— Data records —
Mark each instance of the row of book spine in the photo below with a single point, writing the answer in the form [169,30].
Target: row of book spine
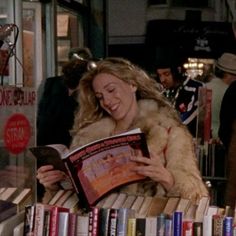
[144,216]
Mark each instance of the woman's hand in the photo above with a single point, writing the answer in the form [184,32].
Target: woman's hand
[153,168]
[49,177]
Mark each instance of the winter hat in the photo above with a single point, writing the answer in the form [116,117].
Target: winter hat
[227,63]
[83,53]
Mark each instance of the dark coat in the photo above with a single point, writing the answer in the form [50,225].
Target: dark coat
[227,134]
[55,115]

— What is being asked —
Repeat word for word the lines above, starting with the line that contains "Mark each instance of the dark" and going on through the last line of the rows.

— Full answer —
Mark each instance of the dark coat in the photo above with a single point, writing the answer in the form [50,225].
Target: dark coat
[227,134]
[55,115]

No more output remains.